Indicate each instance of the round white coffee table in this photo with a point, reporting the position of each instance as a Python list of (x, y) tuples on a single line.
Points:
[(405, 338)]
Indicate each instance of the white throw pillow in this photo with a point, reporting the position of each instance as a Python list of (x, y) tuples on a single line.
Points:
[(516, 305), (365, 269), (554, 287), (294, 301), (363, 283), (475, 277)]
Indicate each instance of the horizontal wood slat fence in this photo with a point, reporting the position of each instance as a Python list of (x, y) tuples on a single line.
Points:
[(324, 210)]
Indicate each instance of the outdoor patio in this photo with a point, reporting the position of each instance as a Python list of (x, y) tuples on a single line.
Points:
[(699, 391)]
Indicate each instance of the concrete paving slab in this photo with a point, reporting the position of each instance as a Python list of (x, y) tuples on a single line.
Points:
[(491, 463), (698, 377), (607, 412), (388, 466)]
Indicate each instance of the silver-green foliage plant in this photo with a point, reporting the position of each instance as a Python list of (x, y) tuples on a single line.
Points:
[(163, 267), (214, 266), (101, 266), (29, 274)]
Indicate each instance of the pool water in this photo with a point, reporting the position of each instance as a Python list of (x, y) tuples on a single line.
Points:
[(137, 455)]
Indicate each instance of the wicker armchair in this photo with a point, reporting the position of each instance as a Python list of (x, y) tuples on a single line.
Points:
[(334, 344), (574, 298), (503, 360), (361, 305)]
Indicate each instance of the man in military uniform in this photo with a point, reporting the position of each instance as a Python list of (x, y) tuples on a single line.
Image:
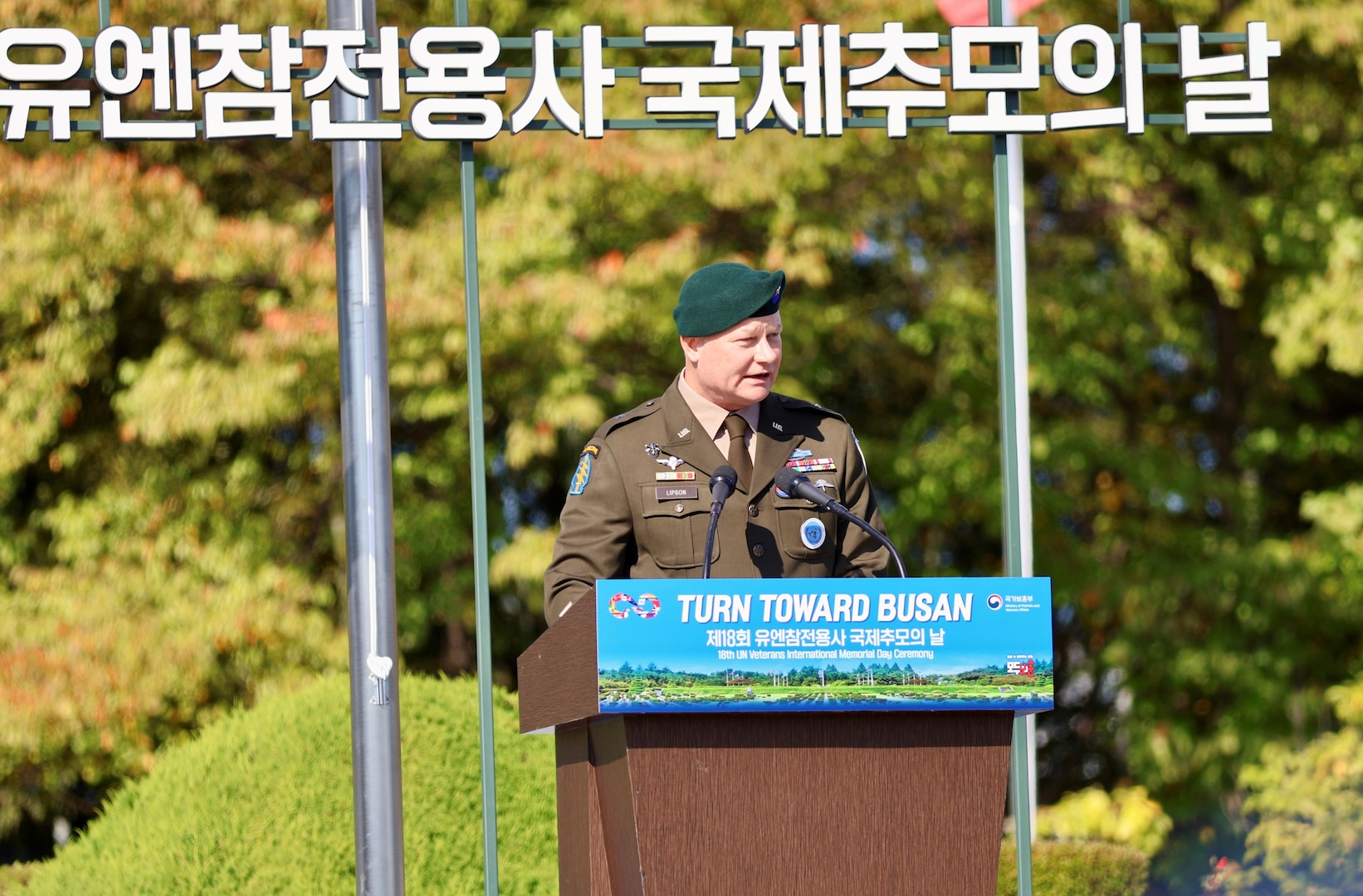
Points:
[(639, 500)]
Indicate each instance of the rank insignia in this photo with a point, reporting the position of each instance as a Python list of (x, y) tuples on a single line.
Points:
⁂
> _JOB_
Rewrite all of the lines above with every "in this photo" changed to "in this image" and nothing else altered. Omit the picture.

> _EXERCISE SOLUTION_
Indicate each instance of the round white coffee table in this image with a point, reporting the position of each instance as a Python list of (x, y) tuples on a single line.
Points:
[(405, 338)]
Indicate each instance of the white throw pillow in this image with a point, reporting the position of each instance as a Python list of (x, y) tuples on a single line.
Points:
[(516, 305), (365, 269), (554, 287), (294, 301), (363, 283), (475, 277)]
Indicate each instance of the horizontal wood slat fence in this image with a point, reporting the position of each instance as a Python list of (x, y) tuples on a single line.
Points:
[(324, 210)]
Indicate each instance of the outdoor patio in this image with a point, reporting the position of each instance as a Python list of (x, y) tuples on a single line.
Points:
[(699, 391)]
Indicate each instance of the concrete paving slab in this image with a point, reporting the position of each instance as a Python list of (x, y) tuples on a single line.
Points:
[(491, 463), (698, 377), (607, 412), (388, 466)]
Indicate each instance of the silver-green foliage plant in this image with a point, reporting the position of each instance as a Python list of (x, y) tuples on a single line.
Points:
[(163, 267), (214, 266), (101, 266), (29, 274)]
Indicate each instance of the pool water in this image with a point, reporting the position of each instance as a Python list of (x, y) tuples on a single line.
Points:
[(137, 455)]
Indicate each instance of the wicker armchair in this image with a point, reporting the position of each instance as a Python list of (x, y) tuples on a single line.
Points:
[(334, 344), (574, 298), (503, 360), (361, 305)]
Indicate each instance of the man in military uniform in this image with a point, reporting the position of each instance as a Python list of (x, y) tuples on a single line.
Image:
Points:
[(639, 500)]
Indicate each instance of the rank insignia in this image with a point, reporting the position of each instance as a Python list of (x, y) tuples on a single line.
Points:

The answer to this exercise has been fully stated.